**Task objective**. Since only the total matters, count the lines of these entries containing the word "grassy" and write that total alone.

+ + + +

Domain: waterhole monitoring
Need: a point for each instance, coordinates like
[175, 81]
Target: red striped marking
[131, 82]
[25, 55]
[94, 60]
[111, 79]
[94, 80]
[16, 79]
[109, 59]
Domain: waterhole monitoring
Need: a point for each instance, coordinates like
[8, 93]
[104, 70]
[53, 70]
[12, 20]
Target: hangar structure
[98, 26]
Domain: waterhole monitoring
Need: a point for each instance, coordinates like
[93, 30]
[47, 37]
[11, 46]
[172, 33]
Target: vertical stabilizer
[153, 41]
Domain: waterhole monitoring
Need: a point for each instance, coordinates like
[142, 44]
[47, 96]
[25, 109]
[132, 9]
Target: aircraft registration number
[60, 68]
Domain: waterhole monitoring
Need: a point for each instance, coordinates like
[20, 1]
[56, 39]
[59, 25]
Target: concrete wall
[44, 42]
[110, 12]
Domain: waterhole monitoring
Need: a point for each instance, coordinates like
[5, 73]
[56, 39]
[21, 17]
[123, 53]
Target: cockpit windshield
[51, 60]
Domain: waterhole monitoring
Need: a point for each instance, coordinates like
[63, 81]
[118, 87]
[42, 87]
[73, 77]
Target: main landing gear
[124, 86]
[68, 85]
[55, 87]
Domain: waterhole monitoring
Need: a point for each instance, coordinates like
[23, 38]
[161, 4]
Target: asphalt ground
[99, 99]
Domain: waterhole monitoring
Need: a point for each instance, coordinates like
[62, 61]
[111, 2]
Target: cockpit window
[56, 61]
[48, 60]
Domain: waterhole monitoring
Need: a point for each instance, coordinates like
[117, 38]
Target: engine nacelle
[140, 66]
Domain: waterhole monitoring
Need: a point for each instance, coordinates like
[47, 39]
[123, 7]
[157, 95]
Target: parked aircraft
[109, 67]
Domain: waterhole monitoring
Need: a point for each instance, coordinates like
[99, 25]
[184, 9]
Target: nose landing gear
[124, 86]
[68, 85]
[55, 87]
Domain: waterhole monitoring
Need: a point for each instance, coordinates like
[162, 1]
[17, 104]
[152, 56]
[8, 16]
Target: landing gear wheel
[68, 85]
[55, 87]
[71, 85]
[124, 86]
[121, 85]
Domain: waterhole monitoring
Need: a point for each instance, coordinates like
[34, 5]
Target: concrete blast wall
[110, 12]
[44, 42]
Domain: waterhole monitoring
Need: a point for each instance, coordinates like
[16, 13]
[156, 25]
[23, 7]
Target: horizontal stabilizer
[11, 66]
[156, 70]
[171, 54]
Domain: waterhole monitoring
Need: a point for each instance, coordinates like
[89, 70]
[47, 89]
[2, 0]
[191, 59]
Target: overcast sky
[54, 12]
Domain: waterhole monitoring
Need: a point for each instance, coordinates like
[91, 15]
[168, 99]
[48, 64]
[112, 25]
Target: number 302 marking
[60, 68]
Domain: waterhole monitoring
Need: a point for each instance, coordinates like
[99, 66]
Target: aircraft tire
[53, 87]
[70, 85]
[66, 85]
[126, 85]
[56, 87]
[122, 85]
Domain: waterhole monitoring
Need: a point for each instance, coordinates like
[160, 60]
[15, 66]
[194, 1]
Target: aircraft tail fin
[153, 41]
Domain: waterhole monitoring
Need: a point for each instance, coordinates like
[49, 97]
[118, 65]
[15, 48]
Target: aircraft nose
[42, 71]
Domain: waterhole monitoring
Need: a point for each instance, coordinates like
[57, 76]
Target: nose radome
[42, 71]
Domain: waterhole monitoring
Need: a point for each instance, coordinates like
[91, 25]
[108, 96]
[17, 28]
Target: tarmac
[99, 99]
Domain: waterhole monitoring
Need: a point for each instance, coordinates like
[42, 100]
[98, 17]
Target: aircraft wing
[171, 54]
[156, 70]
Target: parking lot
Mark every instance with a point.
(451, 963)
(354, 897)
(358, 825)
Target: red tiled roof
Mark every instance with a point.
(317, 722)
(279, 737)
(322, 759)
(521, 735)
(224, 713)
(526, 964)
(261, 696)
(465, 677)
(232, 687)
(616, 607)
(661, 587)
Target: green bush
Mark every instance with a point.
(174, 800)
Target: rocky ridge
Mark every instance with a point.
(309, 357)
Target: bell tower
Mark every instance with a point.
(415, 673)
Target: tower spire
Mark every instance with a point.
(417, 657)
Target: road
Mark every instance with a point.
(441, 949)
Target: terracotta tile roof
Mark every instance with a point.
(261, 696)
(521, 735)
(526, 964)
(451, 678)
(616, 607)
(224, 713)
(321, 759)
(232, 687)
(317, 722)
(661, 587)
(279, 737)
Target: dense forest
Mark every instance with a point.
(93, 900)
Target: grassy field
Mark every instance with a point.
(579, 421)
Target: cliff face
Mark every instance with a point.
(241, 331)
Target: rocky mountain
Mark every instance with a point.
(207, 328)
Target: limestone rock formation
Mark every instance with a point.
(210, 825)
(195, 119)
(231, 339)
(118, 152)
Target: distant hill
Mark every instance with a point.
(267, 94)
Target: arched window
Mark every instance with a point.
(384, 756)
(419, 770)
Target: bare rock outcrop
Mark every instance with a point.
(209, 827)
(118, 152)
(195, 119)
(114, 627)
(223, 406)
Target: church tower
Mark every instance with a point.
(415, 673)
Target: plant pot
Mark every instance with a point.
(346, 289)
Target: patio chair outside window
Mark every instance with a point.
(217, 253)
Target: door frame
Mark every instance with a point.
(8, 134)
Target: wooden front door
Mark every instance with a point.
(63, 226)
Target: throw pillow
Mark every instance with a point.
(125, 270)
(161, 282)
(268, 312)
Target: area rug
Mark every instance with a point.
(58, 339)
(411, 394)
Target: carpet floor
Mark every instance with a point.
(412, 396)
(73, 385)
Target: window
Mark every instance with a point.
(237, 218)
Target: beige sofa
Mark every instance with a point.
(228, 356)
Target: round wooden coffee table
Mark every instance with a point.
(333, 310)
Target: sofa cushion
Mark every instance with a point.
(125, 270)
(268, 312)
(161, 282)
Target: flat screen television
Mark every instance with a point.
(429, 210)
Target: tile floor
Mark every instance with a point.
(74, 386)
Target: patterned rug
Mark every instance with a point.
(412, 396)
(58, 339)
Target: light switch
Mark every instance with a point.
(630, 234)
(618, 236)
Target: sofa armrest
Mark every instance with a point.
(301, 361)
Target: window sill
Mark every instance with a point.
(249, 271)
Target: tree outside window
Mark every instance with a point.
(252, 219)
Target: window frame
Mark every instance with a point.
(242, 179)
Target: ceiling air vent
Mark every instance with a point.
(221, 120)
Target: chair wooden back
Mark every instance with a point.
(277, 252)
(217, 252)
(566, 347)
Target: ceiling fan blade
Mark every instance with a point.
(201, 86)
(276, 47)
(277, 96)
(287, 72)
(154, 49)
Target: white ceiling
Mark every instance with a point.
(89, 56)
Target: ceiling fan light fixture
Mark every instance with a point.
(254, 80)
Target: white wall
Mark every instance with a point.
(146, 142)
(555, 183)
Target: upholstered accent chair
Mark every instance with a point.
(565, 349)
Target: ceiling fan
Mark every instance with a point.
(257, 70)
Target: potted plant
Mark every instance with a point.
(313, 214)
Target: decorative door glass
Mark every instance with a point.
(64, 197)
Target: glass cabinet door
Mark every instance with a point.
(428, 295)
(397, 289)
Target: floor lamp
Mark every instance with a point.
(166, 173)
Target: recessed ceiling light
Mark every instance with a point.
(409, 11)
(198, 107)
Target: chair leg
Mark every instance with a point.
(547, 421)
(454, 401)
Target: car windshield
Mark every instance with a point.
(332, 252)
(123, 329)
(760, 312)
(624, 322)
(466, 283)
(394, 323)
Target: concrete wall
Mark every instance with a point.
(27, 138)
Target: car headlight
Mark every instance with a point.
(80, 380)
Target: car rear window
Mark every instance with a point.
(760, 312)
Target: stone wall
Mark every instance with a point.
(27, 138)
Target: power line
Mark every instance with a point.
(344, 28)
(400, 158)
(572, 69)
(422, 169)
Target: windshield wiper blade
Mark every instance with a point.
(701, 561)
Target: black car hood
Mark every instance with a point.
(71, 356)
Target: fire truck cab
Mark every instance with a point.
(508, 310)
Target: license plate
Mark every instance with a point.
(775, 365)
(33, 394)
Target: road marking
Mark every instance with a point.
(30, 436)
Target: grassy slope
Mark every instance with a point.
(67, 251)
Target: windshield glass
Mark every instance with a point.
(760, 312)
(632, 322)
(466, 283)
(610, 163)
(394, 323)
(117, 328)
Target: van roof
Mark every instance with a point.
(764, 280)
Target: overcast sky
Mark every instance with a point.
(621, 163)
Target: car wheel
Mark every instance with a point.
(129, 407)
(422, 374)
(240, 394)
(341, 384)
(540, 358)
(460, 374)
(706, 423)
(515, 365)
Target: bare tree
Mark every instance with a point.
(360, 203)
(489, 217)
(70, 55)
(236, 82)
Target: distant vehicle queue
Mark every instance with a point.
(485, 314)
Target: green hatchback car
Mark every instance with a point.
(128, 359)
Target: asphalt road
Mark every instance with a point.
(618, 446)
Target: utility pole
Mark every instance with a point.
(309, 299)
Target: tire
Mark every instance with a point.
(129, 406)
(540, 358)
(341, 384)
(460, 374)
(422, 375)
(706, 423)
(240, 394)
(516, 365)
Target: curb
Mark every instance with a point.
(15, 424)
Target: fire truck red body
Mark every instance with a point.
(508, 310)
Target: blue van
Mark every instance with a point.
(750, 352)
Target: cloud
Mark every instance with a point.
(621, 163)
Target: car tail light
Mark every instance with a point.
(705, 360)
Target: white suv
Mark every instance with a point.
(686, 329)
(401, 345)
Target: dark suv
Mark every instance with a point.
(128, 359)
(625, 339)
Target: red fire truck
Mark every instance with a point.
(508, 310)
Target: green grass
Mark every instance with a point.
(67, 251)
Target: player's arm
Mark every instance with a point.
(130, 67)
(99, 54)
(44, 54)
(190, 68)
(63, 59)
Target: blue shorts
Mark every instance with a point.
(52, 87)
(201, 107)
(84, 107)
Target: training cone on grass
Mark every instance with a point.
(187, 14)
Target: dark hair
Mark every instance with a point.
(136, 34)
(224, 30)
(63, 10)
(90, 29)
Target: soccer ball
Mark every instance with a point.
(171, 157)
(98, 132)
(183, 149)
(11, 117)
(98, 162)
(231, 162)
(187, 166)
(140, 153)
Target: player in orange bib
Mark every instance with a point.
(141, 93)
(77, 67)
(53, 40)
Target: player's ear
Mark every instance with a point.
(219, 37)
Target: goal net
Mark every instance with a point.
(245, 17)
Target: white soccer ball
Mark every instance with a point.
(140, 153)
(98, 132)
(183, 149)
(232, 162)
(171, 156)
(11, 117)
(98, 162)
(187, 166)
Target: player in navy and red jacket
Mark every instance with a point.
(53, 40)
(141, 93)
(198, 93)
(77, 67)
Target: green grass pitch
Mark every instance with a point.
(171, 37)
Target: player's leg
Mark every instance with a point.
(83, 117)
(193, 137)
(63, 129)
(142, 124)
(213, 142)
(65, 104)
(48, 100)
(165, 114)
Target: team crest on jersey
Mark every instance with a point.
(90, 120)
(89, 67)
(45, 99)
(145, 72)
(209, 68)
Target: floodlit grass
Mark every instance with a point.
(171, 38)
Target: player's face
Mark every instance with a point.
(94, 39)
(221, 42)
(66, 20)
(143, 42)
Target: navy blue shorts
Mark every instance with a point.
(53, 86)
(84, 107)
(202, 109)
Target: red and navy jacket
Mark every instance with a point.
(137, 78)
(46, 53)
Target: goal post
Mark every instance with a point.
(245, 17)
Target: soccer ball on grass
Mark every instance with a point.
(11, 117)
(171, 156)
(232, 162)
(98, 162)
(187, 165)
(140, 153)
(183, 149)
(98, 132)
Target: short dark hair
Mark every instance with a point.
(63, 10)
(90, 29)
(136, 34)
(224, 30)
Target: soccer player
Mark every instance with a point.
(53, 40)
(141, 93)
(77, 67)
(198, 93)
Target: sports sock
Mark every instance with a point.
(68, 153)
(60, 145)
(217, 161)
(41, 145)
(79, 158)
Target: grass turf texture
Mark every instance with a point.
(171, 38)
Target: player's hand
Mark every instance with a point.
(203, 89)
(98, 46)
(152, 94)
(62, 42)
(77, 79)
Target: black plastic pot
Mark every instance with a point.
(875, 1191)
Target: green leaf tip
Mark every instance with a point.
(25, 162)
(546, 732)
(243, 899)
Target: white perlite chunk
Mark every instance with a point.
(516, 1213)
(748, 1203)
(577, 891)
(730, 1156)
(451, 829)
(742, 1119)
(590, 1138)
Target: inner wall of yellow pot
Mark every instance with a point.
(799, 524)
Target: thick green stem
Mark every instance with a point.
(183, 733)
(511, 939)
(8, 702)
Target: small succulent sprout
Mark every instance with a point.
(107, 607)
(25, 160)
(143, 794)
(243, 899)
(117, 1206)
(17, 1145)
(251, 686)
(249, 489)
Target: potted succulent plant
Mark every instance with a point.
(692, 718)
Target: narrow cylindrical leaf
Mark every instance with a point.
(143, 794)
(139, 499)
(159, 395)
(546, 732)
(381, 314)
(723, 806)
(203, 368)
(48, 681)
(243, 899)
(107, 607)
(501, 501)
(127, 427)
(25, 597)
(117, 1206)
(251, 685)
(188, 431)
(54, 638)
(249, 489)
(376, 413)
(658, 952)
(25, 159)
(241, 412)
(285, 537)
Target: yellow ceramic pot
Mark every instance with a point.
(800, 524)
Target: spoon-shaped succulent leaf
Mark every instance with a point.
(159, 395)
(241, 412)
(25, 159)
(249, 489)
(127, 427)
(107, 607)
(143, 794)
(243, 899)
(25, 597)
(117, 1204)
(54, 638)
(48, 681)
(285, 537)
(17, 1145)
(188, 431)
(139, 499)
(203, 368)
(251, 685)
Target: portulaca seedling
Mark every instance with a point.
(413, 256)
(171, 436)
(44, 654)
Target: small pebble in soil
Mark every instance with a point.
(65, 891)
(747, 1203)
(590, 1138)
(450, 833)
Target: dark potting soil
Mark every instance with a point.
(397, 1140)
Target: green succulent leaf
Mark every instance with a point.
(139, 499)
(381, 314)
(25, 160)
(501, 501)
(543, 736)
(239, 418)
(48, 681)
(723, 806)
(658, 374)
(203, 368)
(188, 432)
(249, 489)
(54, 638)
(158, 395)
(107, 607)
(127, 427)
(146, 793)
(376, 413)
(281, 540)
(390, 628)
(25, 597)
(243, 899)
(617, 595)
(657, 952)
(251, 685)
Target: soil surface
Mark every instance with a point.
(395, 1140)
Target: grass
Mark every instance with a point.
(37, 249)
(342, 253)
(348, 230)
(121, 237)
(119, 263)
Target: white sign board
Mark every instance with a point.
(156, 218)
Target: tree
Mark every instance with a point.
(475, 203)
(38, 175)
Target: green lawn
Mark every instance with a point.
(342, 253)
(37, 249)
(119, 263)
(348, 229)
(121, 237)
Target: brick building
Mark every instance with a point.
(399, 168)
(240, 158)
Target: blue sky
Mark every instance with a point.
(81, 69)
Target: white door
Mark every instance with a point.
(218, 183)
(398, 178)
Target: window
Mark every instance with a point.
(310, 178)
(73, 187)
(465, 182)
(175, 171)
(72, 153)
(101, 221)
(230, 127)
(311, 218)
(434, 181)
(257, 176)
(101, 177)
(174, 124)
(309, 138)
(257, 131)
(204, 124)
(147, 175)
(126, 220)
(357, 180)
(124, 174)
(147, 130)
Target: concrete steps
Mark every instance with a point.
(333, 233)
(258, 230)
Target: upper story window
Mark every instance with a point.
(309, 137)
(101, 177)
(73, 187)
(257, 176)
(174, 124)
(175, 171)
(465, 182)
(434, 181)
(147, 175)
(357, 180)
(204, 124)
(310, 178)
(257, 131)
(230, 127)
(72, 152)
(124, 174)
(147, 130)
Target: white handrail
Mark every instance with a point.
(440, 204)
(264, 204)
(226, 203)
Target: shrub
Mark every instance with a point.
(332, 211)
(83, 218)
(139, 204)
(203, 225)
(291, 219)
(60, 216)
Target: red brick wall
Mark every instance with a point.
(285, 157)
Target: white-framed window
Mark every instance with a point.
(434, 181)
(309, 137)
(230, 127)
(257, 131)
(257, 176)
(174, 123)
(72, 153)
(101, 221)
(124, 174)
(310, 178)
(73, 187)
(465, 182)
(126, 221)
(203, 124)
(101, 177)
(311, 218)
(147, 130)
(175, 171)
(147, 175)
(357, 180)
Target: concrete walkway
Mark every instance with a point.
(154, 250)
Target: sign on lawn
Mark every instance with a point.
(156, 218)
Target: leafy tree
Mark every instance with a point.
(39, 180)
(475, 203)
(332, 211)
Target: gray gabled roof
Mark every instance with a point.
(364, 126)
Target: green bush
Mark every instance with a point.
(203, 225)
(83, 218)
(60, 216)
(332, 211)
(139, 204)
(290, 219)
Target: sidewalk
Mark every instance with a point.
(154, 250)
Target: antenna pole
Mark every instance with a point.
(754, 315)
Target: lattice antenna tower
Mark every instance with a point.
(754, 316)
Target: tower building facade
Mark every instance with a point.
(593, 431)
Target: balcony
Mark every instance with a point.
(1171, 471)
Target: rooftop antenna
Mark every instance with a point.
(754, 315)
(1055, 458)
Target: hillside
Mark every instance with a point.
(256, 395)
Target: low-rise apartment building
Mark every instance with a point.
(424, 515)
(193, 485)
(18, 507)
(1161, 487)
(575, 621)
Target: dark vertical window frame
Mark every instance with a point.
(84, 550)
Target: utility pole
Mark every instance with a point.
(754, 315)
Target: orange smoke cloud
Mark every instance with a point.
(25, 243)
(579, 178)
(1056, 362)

+ + + +

**Answer to this exercise**. 2